▶ ABOUT THIS EXERCISE
Carry on the list of famous people who died in 1979, given below, starting after its last entry.

[[ TEXT SEGMENT open ]]

List of Famous people who died in 1979
Yoshie Shiratori
Yoshie Shiratori was a Japanese national born in Aomori Prefecture. Shiratori, who became an anti-hero in Japanese culture, is famous for having escaped from prison four times. A memorial to Shiratori is in the Abashiri Prison Museum.
Mary Bell
Mary Teston Luis Bell was an Australian aviator and founding leader of the Women's Air Training Corps (WATC), a volunteer organisation that provided support to the Royal Australian Air Force (RAAF) during World War II. She later helped establish the Women's Auxiliary Australian Air Force (WAAAF), the first and largest women's wartime service in the country, which grew to more than 18,000 members by 1944.

[[ TEXT SEGMENT closed ]]
[[ DATA EXTRACT open ]]

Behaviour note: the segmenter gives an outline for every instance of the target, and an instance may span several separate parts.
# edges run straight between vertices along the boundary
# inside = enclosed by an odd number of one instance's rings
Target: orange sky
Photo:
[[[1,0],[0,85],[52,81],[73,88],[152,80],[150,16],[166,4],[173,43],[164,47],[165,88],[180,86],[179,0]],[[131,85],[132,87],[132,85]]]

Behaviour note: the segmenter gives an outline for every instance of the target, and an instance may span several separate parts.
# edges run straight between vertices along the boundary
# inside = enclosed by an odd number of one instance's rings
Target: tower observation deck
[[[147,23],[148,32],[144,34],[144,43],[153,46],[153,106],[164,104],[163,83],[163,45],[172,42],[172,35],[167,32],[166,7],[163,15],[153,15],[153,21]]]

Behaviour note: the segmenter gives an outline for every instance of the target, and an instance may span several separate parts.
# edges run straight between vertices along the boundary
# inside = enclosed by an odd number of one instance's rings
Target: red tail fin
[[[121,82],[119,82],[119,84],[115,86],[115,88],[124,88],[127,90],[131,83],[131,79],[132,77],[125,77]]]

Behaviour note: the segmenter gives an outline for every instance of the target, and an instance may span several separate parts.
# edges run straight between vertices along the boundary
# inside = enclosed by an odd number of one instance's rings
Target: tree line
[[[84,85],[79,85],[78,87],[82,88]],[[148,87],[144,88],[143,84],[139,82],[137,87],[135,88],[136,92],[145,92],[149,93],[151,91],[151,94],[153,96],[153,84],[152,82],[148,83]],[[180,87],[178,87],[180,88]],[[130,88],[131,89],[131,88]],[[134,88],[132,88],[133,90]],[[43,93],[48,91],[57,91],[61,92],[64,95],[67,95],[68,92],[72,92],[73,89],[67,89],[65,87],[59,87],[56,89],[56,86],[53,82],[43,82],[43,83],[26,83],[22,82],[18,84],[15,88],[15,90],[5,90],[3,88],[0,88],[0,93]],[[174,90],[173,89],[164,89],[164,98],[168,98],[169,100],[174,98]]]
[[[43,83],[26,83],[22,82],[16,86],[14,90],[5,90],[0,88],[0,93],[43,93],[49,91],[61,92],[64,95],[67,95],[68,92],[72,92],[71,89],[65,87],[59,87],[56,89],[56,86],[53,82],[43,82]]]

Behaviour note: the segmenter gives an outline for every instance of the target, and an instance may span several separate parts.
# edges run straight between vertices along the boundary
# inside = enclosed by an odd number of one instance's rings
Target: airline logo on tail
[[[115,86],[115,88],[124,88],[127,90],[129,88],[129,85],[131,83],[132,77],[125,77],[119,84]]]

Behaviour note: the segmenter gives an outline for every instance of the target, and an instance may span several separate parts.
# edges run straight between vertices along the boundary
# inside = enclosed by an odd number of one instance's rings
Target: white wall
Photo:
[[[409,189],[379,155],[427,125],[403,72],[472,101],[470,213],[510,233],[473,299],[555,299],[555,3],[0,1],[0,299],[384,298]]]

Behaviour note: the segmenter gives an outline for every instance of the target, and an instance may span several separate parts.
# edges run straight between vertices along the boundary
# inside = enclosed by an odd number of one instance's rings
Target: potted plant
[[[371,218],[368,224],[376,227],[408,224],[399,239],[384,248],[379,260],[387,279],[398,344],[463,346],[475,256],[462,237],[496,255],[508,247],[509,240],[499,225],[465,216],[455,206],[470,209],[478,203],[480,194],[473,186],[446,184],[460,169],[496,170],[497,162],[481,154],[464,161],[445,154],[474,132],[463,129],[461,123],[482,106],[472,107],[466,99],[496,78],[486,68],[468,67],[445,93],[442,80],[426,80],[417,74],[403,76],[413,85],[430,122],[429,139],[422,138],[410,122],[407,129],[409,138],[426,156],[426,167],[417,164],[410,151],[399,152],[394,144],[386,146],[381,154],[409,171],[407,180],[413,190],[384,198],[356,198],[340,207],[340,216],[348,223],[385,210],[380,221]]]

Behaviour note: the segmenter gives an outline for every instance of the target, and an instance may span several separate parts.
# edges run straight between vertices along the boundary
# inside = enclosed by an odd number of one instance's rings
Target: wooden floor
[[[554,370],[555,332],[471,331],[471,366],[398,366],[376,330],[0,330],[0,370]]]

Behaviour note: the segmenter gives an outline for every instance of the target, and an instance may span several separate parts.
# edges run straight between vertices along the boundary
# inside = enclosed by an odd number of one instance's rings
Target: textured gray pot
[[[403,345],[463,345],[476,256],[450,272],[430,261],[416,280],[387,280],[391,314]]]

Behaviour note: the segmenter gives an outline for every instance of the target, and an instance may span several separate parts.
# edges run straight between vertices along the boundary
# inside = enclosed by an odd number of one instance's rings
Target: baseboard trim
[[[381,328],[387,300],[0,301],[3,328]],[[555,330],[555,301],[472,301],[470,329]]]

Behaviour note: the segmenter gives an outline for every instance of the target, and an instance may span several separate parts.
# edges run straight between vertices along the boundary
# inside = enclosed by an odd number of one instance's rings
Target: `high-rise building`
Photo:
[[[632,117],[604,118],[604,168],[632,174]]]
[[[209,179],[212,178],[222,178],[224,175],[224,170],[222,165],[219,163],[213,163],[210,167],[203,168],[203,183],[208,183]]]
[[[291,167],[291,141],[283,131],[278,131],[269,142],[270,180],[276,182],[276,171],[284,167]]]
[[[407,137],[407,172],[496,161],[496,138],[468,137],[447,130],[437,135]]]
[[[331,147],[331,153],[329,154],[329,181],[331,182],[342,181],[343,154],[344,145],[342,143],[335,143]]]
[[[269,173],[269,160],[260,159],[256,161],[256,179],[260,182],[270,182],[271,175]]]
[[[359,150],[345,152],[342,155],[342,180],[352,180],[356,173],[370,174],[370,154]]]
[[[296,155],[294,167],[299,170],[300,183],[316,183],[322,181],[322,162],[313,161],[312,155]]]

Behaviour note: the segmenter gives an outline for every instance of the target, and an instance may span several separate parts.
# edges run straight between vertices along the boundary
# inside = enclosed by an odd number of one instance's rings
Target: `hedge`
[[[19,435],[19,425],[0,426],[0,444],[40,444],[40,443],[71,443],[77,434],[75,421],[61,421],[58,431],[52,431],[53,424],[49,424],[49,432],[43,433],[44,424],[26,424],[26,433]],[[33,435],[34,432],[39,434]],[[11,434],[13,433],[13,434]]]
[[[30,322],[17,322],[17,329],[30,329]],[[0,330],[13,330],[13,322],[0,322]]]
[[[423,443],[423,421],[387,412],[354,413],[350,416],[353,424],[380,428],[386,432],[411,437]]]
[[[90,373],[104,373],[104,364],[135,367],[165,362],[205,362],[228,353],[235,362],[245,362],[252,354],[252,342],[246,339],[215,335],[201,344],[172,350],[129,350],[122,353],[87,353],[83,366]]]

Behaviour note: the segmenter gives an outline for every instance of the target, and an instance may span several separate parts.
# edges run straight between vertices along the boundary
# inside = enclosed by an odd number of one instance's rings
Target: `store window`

[[ DATA EXTRACT closed ]]

▶ OUTPUT FOR THIS EXERCISE
Max Jacobson
Dr. Max Jacobson was a German physician and medical researcher who treated numerous high-profile clients in America, including President John F. Kennedy. Jacobson came to be known as "Miracle Max" and "Dr. Feelgood," because he administered highly addictive "vitamin shots" laced with various substances that included amphetamine and methamphetamine.
Cecilia Payne Gaposchkin
Cecilia Helena Payne-Gaposchkin was a British-born American astronomer and astrophysicist who proposed in her 1925 doctoral thesis that stars were composed primarily of hydrogen and helium. Her groundbreaking conclusion was initially rejected because it contradicted the scientific wisdom of the time, which held that there were no significant elemental differences between the Sun and Earth. Independent observations eventually proved she was correct.
Jack Soo
Jack Soo was an American singer and actor. He was best known for his role as Detective Nick Yemana on the television sitcom Barney Miller.
Habib Elghanian
Habib (Habibollah) Elghanian was a prominent Iranian Jewish businessman and philanthropist who served as the president of the Tehran Jewish Society and acted as the symbolic head of the Iranian Jewish community in the 1970s.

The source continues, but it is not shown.